Exercise
Copy word for word, please, the lines of the entries below running from the one containing "Query: blurred background people" to the one containing "353 118 475 143", both ends included.
(Beginning of Material for this exercise)
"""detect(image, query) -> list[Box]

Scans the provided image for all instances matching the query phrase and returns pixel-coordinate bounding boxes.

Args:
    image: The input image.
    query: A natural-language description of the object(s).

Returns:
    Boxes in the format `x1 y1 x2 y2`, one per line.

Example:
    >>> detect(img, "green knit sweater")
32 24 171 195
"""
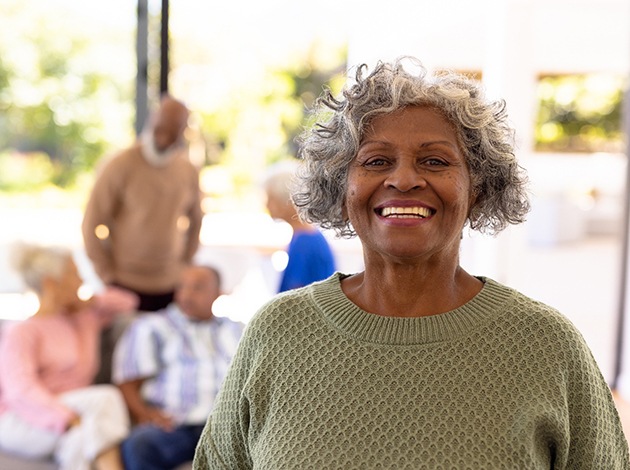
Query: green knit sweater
194 274 630 469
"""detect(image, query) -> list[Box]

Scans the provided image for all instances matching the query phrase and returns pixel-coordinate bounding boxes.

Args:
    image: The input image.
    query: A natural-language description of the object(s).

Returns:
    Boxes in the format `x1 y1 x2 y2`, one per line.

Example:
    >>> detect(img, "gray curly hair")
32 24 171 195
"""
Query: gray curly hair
293 57 530 237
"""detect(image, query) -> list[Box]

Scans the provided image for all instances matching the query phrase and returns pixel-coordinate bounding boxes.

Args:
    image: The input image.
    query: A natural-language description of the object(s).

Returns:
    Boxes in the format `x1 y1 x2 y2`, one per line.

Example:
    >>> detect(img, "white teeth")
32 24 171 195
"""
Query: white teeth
381 207 431 218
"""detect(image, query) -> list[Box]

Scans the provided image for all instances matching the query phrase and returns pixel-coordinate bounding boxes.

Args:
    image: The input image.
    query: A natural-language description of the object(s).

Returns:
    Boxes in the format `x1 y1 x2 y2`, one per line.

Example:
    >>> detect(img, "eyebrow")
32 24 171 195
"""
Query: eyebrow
359 139 459 150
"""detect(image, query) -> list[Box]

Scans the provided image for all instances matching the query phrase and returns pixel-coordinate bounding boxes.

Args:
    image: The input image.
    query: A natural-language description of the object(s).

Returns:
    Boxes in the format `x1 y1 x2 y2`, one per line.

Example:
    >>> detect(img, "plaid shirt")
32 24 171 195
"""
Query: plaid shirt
113 304 243 424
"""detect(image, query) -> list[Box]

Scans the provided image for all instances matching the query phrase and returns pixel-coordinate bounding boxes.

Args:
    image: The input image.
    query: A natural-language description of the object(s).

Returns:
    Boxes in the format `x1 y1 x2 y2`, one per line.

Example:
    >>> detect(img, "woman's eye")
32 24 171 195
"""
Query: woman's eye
363 157 388 167
425 157 448 166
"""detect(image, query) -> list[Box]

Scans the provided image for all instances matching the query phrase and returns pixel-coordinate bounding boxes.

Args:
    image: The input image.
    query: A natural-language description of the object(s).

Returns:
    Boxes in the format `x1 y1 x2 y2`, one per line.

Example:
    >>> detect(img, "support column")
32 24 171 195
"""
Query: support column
614 88 630 392
160 0 169 95
135 0 149 135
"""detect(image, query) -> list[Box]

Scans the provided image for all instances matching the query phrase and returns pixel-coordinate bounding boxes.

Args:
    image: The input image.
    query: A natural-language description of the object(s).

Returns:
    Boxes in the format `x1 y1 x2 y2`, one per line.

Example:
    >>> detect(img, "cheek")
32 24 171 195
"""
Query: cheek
344 173 364 205
342 187 356 219
445 173 472 203
345 177 357 196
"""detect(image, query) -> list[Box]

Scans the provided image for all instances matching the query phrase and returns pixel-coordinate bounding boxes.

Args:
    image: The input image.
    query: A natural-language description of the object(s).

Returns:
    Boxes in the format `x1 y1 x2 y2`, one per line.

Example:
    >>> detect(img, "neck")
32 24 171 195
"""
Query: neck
35 295 62 317
341 261 482 318
289 219 316 232
36 294 84 317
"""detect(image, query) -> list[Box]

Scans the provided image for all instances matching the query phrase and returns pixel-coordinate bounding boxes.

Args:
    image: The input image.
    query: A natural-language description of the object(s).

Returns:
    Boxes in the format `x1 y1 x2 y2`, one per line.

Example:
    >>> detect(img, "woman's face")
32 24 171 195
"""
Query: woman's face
345 105 474 263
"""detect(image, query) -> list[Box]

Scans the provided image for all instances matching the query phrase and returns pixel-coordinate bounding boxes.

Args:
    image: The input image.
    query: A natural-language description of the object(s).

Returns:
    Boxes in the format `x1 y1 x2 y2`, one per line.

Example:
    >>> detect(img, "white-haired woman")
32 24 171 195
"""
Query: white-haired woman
263 160 337 293
0 244 138 470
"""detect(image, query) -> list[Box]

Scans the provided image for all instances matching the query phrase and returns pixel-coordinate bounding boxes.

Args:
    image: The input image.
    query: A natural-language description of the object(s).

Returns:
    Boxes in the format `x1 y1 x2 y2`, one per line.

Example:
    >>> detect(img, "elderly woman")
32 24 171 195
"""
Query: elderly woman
0 244 138 470
263 160 337 293
194 58 629 468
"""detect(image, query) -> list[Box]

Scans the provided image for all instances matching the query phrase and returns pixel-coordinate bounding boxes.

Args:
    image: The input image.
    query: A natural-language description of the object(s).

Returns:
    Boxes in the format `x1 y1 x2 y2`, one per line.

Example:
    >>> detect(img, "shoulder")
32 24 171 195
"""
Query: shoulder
171 154 199 175
1 317 54 346
289 231 333 256
2 319 34 338
506 284 581 334
226 290 313 369
0 320 39 360
125 310 171 336
293 230 328 244
253 287 313 317
210 317 245 349
115 313 172 358
90 145 142 191
214 316 245 333
485 278 595 361
98 144 141 173
244 287 318 340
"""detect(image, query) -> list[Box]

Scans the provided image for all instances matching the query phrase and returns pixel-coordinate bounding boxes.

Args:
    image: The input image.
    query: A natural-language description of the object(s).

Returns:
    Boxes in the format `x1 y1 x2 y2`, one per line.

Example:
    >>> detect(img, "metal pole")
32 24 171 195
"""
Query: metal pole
160 0 169 95
613 88 630 390
135 0 149 135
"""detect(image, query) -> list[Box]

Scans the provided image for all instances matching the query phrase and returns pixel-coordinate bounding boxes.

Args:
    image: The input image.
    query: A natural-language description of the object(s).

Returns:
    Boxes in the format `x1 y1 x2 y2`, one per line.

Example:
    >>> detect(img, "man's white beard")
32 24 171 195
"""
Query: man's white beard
140 130 183 167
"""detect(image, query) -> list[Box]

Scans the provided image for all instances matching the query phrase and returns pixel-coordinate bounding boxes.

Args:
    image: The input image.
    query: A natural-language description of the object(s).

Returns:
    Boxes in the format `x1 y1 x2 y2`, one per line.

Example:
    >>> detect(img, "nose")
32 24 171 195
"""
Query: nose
384 162 427 192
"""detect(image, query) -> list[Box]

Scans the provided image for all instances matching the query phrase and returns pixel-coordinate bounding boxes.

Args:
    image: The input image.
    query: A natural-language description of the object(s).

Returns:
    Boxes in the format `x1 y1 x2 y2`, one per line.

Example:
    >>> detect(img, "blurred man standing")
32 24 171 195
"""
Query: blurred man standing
82 95 202 312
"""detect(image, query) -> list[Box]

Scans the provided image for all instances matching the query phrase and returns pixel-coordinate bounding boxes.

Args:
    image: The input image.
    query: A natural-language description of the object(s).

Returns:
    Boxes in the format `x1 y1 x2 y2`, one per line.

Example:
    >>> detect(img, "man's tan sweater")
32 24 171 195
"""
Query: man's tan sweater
82 143 202 293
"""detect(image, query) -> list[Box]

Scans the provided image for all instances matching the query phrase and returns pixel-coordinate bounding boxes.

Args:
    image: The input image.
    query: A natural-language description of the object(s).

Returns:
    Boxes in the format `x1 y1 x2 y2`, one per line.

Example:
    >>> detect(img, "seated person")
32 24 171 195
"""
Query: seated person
263 160 337 292
0 243 138 470
112 264 244 470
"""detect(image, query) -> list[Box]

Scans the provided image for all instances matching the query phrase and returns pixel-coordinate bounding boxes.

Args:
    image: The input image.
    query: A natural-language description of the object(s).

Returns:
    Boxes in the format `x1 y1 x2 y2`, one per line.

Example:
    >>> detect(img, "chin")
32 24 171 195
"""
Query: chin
183 312 209 321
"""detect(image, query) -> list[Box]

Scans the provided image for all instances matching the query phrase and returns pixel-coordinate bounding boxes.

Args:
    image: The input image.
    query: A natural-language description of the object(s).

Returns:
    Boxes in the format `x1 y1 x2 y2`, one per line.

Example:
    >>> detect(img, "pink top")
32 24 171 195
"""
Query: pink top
0 287 137 434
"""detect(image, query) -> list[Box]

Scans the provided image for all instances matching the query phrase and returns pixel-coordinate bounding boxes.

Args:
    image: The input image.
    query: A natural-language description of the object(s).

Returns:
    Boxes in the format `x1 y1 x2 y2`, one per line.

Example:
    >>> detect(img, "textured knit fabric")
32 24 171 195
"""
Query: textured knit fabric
278 229 336 293
82 142 202 293
113 304 244 425
194 273 630 469
0 288 136 433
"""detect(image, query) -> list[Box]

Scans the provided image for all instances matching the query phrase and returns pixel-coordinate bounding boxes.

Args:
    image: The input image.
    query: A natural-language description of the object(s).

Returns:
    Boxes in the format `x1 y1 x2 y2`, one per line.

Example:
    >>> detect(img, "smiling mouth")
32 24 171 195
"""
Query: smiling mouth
378 206 434 218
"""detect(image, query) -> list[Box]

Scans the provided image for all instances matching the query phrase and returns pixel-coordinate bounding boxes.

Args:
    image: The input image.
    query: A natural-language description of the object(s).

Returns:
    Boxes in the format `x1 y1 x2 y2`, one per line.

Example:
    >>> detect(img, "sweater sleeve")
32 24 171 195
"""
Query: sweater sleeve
0 323 74 434
564 336 630 468
194 320 257 469
81 155 124 285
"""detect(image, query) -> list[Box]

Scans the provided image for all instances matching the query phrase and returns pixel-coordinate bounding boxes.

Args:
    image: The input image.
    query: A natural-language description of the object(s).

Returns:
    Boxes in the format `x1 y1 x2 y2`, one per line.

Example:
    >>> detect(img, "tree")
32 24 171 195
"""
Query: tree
0 0 136 190
535 73 625 153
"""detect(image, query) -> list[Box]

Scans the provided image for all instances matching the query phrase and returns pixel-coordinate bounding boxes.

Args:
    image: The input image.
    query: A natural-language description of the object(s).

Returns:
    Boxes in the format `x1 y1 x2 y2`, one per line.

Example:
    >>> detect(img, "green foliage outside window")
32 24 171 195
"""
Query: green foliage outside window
0 0 136 192
535 74 625 153
0 0 347 200
1 0 626 201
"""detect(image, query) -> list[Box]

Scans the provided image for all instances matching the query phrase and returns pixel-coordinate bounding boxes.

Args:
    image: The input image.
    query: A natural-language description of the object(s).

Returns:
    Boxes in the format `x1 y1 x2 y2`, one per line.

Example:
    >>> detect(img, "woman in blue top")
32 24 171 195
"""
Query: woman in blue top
263 161 336 292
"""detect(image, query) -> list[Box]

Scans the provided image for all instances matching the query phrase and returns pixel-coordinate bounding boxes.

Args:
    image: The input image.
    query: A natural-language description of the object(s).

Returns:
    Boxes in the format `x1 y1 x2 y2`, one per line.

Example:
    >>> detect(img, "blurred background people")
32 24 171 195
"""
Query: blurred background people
0 243 138 470
82 94 203 385
81 94 203 312
263 160 336 292
112 264 243 470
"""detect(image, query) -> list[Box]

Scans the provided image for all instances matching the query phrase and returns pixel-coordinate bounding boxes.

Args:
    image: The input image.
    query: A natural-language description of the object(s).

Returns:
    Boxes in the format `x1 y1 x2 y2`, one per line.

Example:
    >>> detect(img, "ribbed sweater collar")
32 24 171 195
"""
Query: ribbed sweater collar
311 273 515 345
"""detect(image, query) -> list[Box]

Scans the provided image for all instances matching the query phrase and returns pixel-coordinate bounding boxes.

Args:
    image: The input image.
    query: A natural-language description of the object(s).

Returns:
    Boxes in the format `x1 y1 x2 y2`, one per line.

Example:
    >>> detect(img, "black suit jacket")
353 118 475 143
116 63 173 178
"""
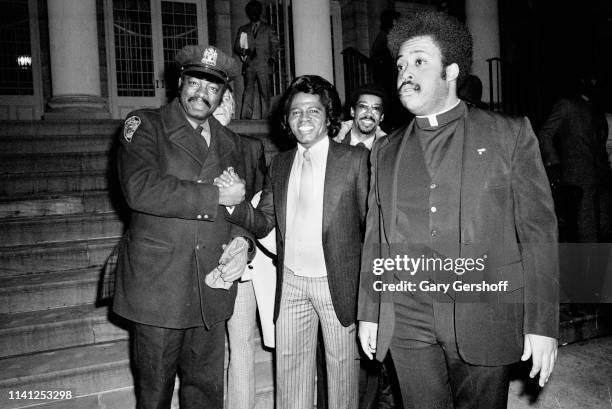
(End of Material for this exercise)
Output of the task
Query: blurred background people
0 243 138 470
82 94 203 385
81 94 203 312
263 160 336 292
112 264 243 470
"""detect(image, query) -> list[Box]

Scans the provided image for all instances matching the query phrase and returns pixel-coordinate bounding boxes.

Args:
    image: The input image.
    query: A natural-language description of the object(s).

Returns:
    Boxes in the format `x1 y1 x2 y2`, one per line.

Example:
    >>> detect(img, "ribbed sweater collar")
32 24 171 195
"""
Query: ribbed sweater collar
311 273 515 345
"""detect(image, query) -> list[Box]

Scans the provided image for all instances matching the query phrase and returns pixel-coordinate bounding boxes.

Args:
    image: The input image.
    query: A natural-language description of the object(s).

Returns:
    Boxes in the format `x1 y1 x2 y2`, one per line.

Example:
    >>> detect(img, "black suit jacket")
353 118 475 143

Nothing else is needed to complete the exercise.